▸ Your objective: Copy out the entries below exactly as they stand, but only from the line containing "Target: male garda officer" through the line containing "point_to annotates the fluorescent".

(Data for analysis begins)

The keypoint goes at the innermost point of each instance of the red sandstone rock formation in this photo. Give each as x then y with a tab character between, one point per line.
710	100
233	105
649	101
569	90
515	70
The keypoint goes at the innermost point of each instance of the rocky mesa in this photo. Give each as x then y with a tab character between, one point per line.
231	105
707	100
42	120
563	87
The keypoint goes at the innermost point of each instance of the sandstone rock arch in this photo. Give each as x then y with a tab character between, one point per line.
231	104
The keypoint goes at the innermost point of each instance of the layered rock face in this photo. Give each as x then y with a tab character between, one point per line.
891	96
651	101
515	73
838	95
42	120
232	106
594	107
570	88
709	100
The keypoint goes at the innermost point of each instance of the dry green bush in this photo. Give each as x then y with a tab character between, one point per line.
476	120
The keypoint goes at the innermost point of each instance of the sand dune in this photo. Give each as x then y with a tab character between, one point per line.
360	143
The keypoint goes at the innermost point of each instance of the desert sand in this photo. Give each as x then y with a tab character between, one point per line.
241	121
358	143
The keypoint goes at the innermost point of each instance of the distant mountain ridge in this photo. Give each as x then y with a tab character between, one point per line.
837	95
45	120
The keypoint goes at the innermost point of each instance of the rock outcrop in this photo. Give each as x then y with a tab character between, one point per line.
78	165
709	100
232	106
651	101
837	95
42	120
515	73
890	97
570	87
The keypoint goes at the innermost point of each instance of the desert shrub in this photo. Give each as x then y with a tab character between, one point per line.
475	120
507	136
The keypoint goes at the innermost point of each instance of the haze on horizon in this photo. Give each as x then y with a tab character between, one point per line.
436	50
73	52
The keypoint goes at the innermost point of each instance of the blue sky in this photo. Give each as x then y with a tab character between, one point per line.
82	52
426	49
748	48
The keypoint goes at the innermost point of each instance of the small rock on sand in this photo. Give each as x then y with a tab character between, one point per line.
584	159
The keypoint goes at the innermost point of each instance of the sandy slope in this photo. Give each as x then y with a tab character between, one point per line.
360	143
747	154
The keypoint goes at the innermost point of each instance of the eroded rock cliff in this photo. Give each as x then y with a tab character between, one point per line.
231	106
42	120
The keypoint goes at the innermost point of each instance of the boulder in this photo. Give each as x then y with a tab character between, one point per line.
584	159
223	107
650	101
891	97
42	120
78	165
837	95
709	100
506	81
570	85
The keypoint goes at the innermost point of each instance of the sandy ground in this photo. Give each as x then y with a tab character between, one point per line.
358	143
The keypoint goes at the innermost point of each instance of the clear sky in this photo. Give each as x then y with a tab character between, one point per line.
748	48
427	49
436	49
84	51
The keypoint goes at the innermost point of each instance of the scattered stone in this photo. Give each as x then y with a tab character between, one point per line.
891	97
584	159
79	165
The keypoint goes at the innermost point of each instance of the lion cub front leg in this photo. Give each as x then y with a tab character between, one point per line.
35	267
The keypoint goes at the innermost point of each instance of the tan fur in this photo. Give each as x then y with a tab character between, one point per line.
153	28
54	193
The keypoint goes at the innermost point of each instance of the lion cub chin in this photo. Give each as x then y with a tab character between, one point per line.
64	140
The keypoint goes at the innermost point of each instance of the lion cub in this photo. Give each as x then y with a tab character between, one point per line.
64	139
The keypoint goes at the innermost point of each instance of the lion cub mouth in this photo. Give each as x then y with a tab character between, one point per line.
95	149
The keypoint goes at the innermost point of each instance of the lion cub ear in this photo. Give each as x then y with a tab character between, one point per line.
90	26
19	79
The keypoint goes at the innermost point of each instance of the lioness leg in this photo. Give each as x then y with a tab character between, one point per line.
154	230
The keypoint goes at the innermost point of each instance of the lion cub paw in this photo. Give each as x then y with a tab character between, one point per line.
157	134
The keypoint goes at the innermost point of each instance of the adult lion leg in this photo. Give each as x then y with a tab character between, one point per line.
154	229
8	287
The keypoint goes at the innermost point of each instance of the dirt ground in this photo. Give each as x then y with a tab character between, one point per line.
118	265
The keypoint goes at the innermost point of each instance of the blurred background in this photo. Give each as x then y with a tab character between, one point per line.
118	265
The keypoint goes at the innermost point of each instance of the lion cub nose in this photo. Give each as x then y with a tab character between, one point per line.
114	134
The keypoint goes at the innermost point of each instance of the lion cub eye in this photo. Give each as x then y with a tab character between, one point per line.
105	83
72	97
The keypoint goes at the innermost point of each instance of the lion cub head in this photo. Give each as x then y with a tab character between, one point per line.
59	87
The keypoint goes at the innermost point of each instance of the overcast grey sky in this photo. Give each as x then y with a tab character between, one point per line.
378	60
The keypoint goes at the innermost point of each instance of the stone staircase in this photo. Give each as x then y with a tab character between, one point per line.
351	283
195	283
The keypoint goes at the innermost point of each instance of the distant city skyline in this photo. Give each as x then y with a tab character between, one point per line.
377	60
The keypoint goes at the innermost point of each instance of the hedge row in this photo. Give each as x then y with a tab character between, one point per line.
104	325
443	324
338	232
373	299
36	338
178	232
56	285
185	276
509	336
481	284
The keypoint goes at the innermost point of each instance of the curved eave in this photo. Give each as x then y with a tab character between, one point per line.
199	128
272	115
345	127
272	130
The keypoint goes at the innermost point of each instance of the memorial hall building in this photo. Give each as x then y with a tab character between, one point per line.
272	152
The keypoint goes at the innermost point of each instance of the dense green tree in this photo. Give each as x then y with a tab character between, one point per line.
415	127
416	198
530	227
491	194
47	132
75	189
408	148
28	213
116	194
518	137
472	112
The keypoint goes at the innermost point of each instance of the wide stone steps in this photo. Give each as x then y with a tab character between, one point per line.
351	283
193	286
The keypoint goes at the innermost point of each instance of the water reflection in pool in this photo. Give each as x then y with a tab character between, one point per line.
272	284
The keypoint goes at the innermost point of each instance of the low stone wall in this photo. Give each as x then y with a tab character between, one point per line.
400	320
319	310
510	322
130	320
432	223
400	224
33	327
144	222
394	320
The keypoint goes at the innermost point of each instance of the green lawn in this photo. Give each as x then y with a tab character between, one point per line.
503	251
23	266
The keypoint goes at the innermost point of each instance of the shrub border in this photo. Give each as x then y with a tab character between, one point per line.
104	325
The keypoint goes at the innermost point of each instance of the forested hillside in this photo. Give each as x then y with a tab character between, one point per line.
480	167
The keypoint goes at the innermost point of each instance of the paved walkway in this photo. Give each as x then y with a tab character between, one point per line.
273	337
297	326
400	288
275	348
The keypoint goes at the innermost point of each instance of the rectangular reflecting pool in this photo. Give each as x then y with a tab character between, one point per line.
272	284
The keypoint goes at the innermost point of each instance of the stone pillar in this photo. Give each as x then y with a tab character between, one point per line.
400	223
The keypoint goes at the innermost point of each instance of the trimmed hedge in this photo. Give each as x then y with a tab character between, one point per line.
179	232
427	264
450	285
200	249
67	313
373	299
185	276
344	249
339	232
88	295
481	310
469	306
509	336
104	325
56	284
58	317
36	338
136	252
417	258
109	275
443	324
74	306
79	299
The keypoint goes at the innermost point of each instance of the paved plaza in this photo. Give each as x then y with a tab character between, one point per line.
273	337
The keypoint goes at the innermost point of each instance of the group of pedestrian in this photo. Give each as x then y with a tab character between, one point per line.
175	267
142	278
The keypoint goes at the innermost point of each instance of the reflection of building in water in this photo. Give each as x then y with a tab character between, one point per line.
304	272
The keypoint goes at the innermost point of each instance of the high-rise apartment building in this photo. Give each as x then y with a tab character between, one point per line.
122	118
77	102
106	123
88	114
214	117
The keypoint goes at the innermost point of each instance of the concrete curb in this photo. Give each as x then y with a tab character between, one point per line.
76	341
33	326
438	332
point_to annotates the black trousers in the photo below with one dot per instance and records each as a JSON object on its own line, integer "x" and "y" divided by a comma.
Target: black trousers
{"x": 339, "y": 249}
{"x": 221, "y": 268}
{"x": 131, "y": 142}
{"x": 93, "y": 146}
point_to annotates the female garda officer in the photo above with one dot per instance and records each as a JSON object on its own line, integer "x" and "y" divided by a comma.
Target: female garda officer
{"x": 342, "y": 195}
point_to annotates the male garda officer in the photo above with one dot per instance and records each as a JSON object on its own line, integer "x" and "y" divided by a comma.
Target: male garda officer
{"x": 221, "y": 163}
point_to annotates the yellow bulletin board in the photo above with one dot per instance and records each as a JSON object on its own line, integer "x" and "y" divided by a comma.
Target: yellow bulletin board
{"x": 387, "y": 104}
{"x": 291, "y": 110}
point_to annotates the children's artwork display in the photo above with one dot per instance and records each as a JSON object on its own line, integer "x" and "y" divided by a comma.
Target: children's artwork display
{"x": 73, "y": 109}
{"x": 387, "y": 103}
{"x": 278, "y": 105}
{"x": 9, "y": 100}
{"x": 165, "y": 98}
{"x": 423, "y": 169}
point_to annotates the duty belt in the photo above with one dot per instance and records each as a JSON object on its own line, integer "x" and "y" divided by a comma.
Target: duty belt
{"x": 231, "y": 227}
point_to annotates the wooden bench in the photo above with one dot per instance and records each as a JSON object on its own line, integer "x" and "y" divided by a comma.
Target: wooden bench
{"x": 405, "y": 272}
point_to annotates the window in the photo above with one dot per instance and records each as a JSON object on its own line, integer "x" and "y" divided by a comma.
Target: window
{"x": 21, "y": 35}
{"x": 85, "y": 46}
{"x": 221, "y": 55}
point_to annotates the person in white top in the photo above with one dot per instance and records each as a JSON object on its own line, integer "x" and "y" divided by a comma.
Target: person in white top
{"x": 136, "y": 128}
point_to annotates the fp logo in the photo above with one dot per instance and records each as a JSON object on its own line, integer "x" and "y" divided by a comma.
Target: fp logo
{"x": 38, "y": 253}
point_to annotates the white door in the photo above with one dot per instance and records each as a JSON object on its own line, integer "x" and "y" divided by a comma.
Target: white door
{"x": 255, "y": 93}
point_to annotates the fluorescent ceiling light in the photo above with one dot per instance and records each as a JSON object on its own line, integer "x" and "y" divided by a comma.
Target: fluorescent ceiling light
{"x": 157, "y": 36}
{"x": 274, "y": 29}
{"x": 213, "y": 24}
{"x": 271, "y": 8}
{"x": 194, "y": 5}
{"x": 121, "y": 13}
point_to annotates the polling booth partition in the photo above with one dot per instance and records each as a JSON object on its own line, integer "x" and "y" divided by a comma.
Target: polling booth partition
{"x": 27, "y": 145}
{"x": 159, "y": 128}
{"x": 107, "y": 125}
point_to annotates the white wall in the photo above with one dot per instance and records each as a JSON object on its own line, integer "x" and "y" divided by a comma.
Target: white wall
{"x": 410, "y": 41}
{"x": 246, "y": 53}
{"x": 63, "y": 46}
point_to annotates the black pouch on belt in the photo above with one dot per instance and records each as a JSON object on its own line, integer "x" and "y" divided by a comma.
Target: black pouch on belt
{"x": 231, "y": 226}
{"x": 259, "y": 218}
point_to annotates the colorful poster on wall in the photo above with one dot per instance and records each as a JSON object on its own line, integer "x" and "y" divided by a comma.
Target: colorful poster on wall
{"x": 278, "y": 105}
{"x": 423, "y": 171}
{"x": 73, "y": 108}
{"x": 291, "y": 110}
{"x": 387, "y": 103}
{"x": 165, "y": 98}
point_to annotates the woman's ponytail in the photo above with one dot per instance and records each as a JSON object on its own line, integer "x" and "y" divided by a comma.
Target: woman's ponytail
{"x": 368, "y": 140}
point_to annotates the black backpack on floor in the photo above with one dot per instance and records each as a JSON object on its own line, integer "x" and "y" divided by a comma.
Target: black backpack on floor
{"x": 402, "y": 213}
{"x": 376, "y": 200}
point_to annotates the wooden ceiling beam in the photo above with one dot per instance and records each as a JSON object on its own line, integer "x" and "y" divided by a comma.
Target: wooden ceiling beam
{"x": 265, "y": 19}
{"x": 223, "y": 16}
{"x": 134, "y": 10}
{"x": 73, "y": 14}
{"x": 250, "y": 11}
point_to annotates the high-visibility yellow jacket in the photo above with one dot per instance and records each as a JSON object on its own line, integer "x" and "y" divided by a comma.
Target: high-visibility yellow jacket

(Data for analysis ends)

▸ Reply to the task:
Target: male garda officer
{"x": 221, "y": 163}
point_to annotates the yellow bulletin board in the photo above with one dot per instance and records each as a JSON object on its own line, integer "x" and "y" divided by a comma.
Target: yellow bulletin board
{"x": 387, "y": 104}
{"x": 291, "y": 110}
point_to annotates the children's artwork display in the photo above with one dot per instance and records each as a JSON object on its own line, integer "x" and "y" divided by a comma.
Target: children's artwork display
{"x": 73, "y": 109}
{"x": 387, "y": 103}
{"x": 278, "y": 105}
{"x": 9, "y": 100}
{"x": 165, "y": 98}
{"x": 423, "y": 169}
point_to annotates the duty belt in the photo above with one dot per instance and records each as a JSON object on its own line, integer "x" and "y" divided by a comma.
Target: duty belt
{"x": 231, "y": 227}
point_to annotates the wooden bench in the photo above with one dot per instance and records each as a JSON object on its own line, integer "x" and "y" divided by a comma.
Target: wooden bench
{"x": 405, "y": 272}
point_to annotates the window in the photo above with one dot per instance and records each as a JSON object on its own line, integer "x" and "y" divided by a comma.
Target: window
{"x": 21, "y": 35}
{"x": 85, "y": 46}
{"x": 221, "y": 55}
point_to annotates the person in white top in the photo above with one dot per instance and records each as a JSON object on its own line, integer "x" and "y" divided by a comma.
Target: person in white top
{"x": 136, "y": 128}
point_to annotates the fp logo in the photo above with one dot per instance and records each as a JSON object on its own line, integer "x" and "y" divided by a comma.
Target: fp logo
{"x": 38, "y": 253}
point_to annotates the white door in the photo above with one dot per instance and records each as a JSON object on its own line, integer "x" and "y" divided by a comma.
Target: white door
{"x": 255, "y": 93}
point_to annotates the fluorescent ceiling light in the photo above with one dot per instance and records each as a JSON object on its own line, integer "x" and "y" divided by a comma.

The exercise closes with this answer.